[[ Exercise passage open ]]

Welcome to the weekend, the peak of spring, and your favorite place to catch up on food tech news. A few stories caught our eyes this week including China’s recently passed food waste law, new high-protein sesame seeds, Copper Cow Coffee’s latest funding round, and oat milk in the form of powder.
Copper Cow Coffee secures $8.5M in Series A funding round
Copper Cow Coffee produces Vietnamese coffee pour-over kits, and this week the women-owned company raised $8.5 million in funding that will be used for expanding distribution and product innovation. The round was led by Cultivian Sandbox and Arborview Capital and saw participation from Siddhi Capital, Silverton Partners, Social Starts, Montage Ventures, CRCM, and Stormbreaker Ventures. Copper Cow Coffee sources its coffee from farms in Vietnam that apply organic agricultural and processing practices. The company’s pour-over kits include condensed milk or coconut milk creamer packets and Vietnamese coffee, with flavor varieties including vanilla latte, churro, rose, and vanilla. The pour-over kits require no special equipment because the coffee bags fit over the rim of any mug or cup (as depicted above).

[[ Exercise passage closed ]]
[[ Study material open ]]

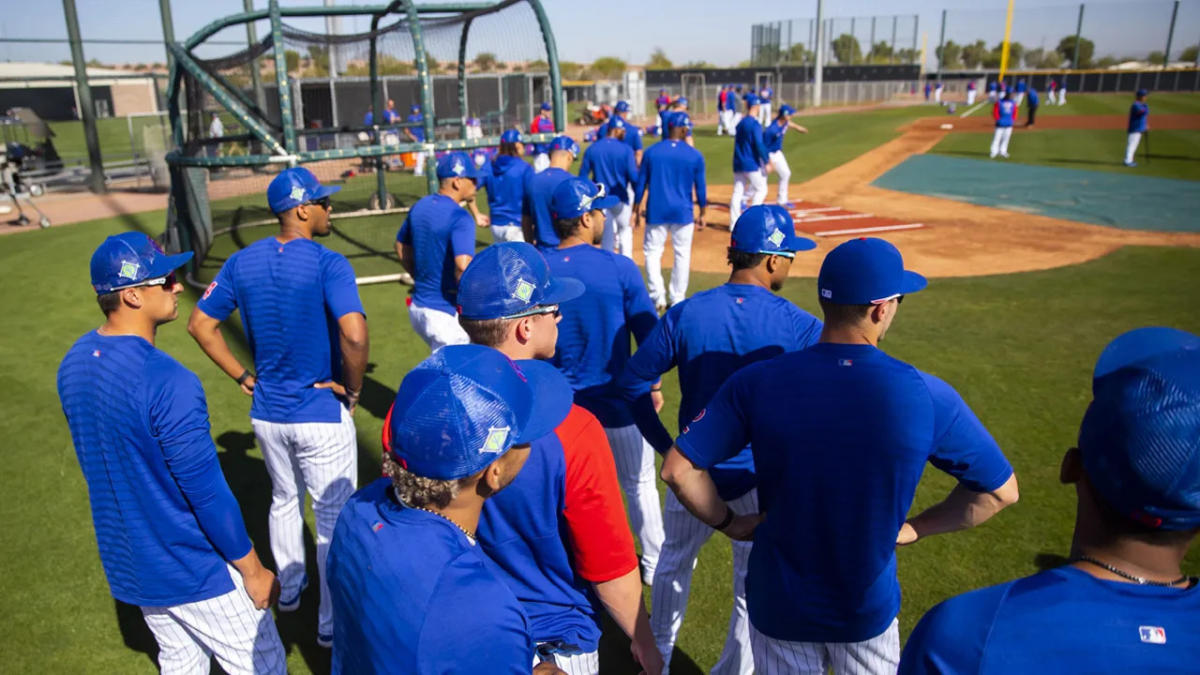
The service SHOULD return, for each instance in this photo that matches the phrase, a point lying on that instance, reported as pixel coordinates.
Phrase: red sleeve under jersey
(598, 531)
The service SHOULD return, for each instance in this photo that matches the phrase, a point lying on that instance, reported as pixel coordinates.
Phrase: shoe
(292, 603)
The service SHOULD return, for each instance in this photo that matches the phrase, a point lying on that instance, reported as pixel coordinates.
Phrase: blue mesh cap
(576, 196)
(456, 165)
(768, 230)
(465, 406)
(565, 143)
(867, 270)
(1140, 436)
(294, 186)
(131, 258)
(510, 280)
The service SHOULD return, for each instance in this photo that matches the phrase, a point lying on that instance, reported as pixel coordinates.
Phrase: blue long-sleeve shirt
(749, 150)
(611, 163)
(671, 169)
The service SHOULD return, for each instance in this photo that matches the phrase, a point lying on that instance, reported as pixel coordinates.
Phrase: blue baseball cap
(865, 272)
(294, 186)
(465, 406)
(575, 197)
(1140, 436)
(768, 230)
(456, 165)
(565, 143)
(129, 260)
(509, 280)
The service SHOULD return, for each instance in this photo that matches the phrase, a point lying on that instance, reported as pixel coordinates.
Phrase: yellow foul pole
(1008, 34)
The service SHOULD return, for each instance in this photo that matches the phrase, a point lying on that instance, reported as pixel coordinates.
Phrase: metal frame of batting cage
(286, 150)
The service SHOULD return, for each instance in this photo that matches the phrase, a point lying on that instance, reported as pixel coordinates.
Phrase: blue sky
(712, 30)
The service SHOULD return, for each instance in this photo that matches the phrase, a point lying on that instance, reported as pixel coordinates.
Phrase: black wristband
(725, 521)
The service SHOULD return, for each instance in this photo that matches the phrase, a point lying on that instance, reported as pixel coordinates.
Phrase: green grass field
(1018, 347)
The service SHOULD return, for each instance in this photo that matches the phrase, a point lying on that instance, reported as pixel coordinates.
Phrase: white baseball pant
(635, 472)
(618, 236)
(672, 583)
(756, 192)
(779, 162)
(318, 458)
(436, 327)
(1000, 141)
(507, 233)
(652, 248)
(574, 664)
(1132, 145)
(876, 656)
(228, 627)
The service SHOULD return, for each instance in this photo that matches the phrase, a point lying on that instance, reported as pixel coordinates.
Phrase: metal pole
(819, 71)
(85, 109)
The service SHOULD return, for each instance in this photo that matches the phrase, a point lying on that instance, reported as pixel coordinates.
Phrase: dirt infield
(960, 239)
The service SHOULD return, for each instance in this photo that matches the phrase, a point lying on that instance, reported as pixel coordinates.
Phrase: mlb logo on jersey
(1152, 634)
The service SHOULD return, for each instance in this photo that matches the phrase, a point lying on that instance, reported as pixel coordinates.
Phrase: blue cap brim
(562, 288)
(552, 399)
(1141, 344)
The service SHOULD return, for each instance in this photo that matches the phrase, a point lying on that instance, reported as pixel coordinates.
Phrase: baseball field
(1021, 300)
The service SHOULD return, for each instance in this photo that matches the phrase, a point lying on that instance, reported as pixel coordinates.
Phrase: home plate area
(821, 220)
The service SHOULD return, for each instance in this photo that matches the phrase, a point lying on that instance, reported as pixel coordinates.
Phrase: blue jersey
(749, 151)
(412, 593)
(291, 297)
(593, 336)
(419, 130)
(823, 472)
(1062, 620)
(671, 172)
(439, 231)
(505, 189)
(611, 163)
(1139, 114)
(773, 136)
(166, 521)
(539, 191)
(1005, 113)
(709, 336)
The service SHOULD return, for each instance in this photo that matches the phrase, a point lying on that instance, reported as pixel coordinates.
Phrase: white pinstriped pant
(323, 460)
(685, 535)
(228, 627)
(876, 656)
(635, 472)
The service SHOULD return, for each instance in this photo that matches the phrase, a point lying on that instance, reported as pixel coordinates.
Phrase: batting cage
(367, 111)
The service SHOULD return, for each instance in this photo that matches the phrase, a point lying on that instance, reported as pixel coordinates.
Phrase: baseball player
(559, 531)
(750, 159)
(505, 187)
(415, 132)
(671, 173)
(435, 244)
(840, 434)
(1139, 124)
(171, 535)
(773, 138)
(1005, 113)
(593, 346)
(412, 590)
(1121, 604)
(709, 336)
(307, 330)
(539, 190)
(611, 162)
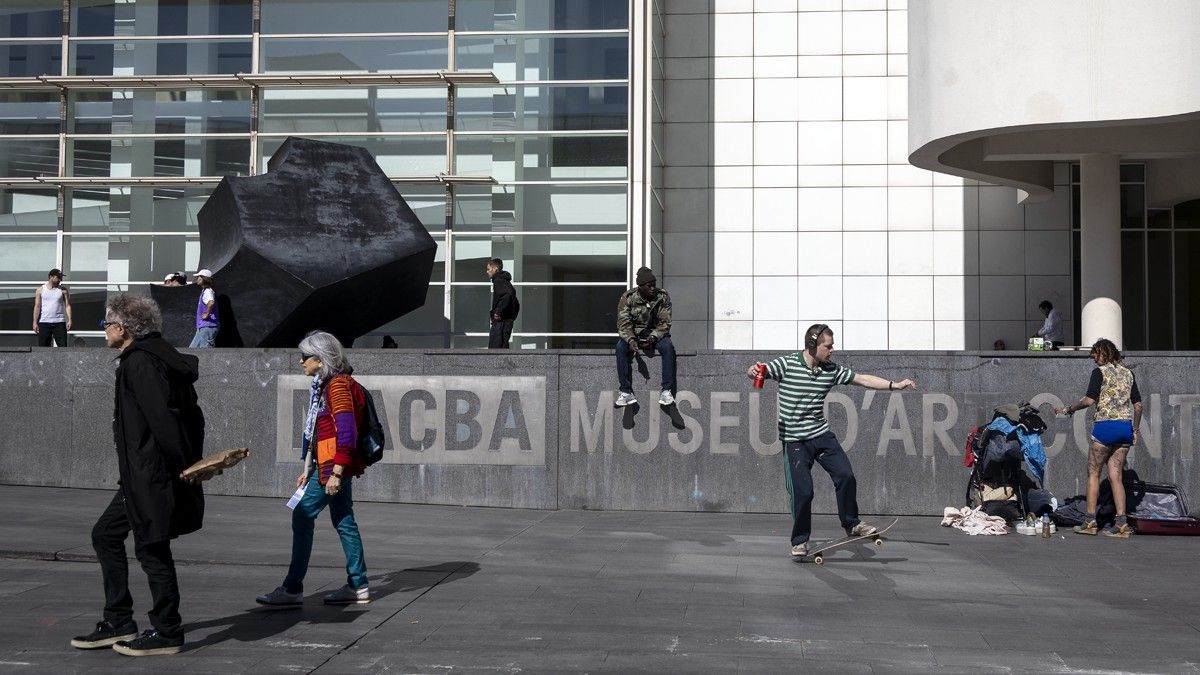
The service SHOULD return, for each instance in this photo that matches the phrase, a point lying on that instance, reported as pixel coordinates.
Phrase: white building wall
(789, 198)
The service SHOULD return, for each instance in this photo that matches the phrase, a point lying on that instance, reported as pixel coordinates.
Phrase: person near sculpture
(207, 320)
(52, 311)
(159, 431)
(643, 326)
(329, 452)
(804, 380)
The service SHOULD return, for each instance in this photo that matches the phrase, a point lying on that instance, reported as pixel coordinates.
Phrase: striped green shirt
(802, 394)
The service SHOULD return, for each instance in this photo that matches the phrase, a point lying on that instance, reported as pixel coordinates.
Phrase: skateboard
(816, 554)
(213, 465)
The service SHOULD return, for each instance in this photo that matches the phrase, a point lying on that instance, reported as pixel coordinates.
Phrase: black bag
(371, 438)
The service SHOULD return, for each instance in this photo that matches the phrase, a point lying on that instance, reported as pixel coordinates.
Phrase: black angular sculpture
(323, 240)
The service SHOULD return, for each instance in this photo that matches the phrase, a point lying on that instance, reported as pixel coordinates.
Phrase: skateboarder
(804, 378)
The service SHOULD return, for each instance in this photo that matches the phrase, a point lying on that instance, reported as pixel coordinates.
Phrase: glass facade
(119, 117)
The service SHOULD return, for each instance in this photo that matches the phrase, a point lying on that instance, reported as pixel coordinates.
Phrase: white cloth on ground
(973, 521)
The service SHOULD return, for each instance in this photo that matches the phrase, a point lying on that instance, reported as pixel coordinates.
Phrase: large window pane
(543, 108)
(147, 111)
(532, 208)
(1133, 290)
(544, 309)
(29, 112)
(315, 111)
(157, 156)
(397, 155)
(541, 15)
(27, 258)
(123, 258)
(1187, 288)
(133, 209)
(543, 157)
(354, 54)
(29, 159)
(160, 17)
(1158, 281)
(520, 58)
(28, 59)
(540, 258)
(355, 16)
(160, 57)
(24, 209)
(30, 18)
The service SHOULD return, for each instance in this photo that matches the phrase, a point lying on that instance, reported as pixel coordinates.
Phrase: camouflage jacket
(639, 317)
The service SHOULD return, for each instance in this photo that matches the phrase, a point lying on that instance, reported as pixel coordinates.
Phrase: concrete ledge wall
(538, 429)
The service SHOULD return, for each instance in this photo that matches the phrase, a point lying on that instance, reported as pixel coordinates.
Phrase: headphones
(814, 338)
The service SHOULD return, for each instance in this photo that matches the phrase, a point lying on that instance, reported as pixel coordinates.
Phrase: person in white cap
(207, 321)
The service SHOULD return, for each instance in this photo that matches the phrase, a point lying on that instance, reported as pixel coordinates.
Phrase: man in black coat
(159, 430)
(504, 305)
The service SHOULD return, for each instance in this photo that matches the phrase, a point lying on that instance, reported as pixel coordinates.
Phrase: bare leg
(1097, 457)
(1116, 466)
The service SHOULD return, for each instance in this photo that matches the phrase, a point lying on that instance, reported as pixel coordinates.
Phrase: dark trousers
(625, 364)
(498, 336)
(52, 330)
(827, 452)
(108, 538)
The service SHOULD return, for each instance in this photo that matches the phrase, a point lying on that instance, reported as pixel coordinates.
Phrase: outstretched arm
(873, 382)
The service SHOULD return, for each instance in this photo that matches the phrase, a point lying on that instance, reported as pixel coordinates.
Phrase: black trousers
(498, 336)
(47, 330)
(108, 538)
(827, 452)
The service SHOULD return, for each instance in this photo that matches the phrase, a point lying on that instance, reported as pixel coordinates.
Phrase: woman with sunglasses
(1114, 392)
(331, 461)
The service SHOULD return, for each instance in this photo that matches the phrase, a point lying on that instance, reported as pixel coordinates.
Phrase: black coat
(504, 297)
(159, 429)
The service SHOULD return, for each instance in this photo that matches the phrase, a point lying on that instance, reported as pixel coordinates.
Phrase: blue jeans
(625, 364)
(341, 512)
(205, 336)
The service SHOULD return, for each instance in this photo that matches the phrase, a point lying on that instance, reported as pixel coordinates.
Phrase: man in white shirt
(1051, 329)
(52, 311)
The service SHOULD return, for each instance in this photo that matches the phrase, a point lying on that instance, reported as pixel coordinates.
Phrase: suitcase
(1158, 508)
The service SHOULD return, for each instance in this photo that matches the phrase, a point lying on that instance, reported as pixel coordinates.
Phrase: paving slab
(481, 590)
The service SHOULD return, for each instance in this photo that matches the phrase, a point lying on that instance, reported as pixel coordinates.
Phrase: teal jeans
(341, 512)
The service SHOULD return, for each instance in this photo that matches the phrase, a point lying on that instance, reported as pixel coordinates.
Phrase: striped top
(802, 394)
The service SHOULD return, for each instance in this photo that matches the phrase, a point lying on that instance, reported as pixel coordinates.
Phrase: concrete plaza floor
(474, 590)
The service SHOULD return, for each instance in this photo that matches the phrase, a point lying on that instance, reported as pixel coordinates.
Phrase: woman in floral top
(1114, 392)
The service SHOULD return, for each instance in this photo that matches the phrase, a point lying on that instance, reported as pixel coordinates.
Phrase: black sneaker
(105, 634)
(150, 643)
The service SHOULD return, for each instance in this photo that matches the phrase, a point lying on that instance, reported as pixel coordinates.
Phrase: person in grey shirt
(1051, 328)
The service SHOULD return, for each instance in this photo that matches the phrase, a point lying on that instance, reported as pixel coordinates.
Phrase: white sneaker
(346, 595)
(280, 597)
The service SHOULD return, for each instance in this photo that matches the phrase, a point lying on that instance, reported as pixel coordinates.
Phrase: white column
(1099, 269)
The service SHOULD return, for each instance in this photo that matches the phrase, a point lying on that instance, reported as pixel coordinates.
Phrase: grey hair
(328, 351)
(138, 314)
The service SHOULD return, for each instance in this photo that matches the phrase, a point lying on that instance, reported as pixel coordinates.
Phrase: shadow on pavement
(259, 623)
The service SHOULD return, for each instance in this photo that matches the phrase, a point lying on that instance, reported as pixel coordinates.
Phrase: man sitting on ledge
(643, 323)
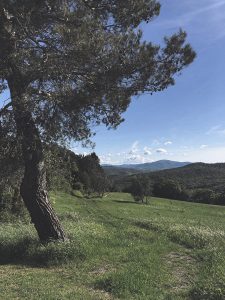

[[ Study material closed ]]

### Assigned task 1:
According to the food tech roundup, how much money did Copper Cow Coffee raise in its Series A funding round?
### Assigned task 2:
Continue the food tech roundup from the point where it stops.
The entries have no connection to the food tech roundup.

### Task response 1:
$8.5 million

### Task response 2:
High-protein sesame seeds for plant-based alternatives
Equinom, a seed-breeding technology company, has partnered with Dipasa, a sesame seed processor and exporter, to develop a high protein sesame seed for use in plant-based protein alternatives. The new sesame seed will be bred using Equinom’s AI-backed genomic optimization algorithms and distributed globally by Dipasa. Sesame seeds do not naturally have a high protein content like soy or wheat does, but the new high-protein sesame seed will contain 65 to 70 percent protein content (a normal sesame seed has a 23 percent protein content). Boosting the protein content of a sesame seed will make it a more viable option as a base for plant-based products.
Blue Farm aims to make oat milk more sustainable
Berlin-based Blue Farm has created a powdered oat milk base with the intention of making the plant-based milk sector more sustainable. Transporting liquid-filled cartons across the country, or even globally, releases transportation emissions. On top of this, many plant-based milk cartons are not recyclable. Blue Farm’s oat milk powder comes in a compact, 100% recycled plastic packaging which can be recycled again. The oat milk powder is shelf-stable, and simply must be shaken with water to create liquid oat milk.